#### [Written instruction]
Copy the records below word for word, starting at the line that contains "task | put a marker on each instance of the dark" and continuing through the line that contains "x=357, y=160", both lines included. Omit any pictures from your copy.

* * *

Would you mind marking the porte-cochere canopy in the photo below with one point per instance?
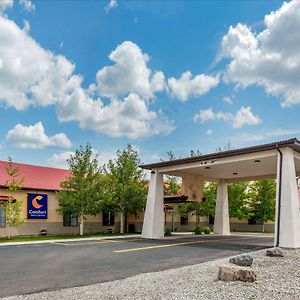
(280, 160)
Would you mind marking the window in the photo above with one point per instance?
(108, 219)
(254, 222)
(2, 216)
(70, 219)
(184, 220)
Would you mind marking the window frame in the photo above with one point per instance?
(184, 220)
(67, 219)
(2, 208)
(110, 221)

* * *

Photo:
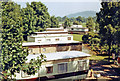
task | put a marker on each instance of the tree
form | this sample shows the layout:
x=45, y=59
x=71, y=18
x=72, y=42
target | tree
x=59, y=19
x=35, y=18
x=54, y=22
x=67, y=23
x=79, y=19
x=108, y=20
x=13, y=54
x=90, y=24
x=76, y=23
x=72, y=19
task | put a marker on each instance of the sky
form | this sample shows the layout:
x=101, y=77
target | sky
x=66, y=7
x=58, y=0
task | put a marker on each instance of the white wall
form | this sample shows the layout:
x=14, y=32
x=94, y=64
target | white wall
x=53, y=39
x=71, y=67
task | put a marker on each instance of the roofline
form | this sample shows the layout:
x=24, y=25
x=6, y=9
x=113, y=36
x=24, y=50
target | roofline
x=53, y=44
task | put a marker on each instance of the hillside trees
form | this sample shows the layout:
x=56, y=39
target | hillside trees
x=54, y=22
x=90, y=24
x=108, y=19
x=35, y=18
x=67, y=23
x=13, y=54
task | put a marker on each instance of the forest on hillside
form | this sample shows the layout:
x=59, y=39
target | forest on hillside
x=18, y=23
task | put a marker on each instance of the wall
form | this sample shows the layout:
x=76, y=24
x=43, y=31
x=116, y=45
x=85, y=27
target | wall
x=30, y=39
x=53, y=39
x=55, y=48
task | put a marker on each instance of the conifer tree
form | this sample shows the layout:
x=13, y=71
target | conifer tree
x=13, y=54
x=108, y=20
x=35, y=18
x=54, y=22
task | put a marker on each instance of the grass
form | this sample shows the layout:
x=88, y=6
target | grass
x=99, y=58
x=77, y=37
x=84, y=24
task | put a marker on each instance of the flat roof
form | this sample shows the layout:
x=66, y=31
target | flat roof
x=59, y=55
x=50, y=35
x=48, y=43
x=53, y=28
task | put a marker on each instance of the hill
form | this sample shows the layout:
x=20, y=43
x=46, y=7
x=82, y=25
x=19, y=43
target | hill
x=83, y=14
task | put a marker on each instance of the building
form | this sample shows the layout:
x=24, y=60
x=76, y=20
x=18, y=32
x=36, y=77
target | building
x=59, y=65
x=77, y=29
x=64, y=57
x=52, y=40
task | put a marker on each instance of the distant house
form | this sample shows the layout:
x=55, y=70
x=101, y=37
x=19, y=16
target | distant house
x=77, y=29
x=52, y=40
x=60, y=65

* * *

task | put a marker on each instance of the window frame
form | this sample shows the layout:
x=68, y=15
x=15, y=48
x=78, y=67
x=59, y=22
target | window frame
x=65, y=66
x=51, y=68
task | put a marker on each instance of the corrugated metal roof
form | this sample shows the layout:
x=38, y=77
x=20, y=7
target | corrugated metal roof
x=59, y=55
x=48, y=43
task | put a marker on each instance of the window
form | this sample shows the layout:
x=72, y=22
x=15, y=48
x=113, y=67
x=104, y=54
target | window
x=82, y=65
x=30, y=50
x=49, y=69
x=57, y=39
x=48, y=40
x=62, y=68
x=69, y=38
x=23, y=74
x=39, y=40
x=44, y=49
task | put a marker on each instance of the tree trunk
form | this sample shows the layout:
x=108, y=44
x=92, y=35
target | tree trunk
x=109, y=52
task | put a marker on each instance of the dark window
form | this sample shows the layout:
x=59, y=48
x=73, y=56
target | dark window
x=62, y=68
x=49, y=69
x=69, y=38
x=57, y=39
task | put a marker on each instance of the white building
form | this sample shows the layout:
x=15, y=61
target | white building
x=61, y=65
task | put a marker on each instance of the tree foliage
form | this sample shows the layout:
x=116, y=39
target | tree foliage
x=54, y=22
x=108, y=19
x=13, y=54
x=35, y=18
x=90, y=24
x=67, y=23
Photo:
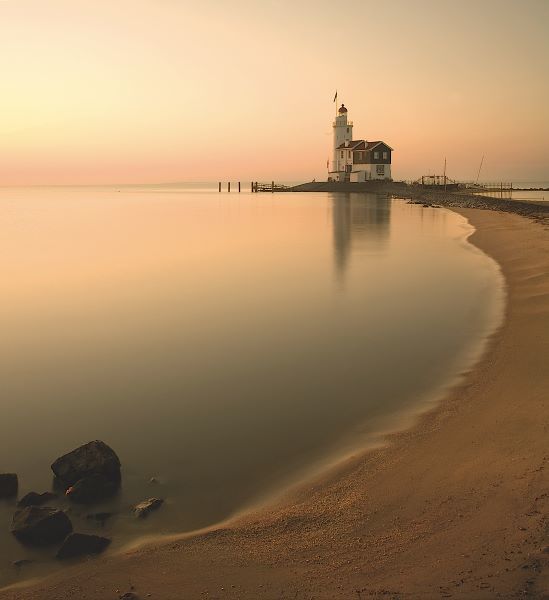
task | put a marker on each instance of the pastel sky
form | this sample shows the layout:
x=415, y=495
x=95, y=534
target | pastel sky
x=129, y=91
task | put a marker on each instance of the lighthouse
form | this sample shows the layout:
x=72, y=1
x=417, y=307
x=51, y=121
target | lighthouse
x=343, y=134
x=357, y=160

* * *

#### [Exercise answer]
task | put a marker on each instance of the dark window
form | this sample shows the layout:
x=59, y=48
x=73, y=56
target | dark window
x=62, y=68
x=49, y=69
x=69, y=38
x=57, y=39
task | put a marker on each instance of the white building
form | this sample shows the layout:
x=15, y=61
target | white building
x=61, y=65
task | put a marker on each instance of the tree foliage
form | this sample shows the layout:
x=116, y=39
target | tree foliage
x=54, y=22
x=108, y=19
x=13, y=54
x=35, y=18
x=90, y=24
x=67, y=23
Photo:
task | put a marker on each instance of the pastel sky
form | this sample shows the layout:
x=415, y=495
x=95, y=534
target | pastel sky
x=129, y=91
task | put a marker on each instance of the lighthouse
form | this sample shows the layout:
x=72, y=1
x=417, y=307
x=51, y=121
target | lighthouse
x=343, y=134
x=357, y=160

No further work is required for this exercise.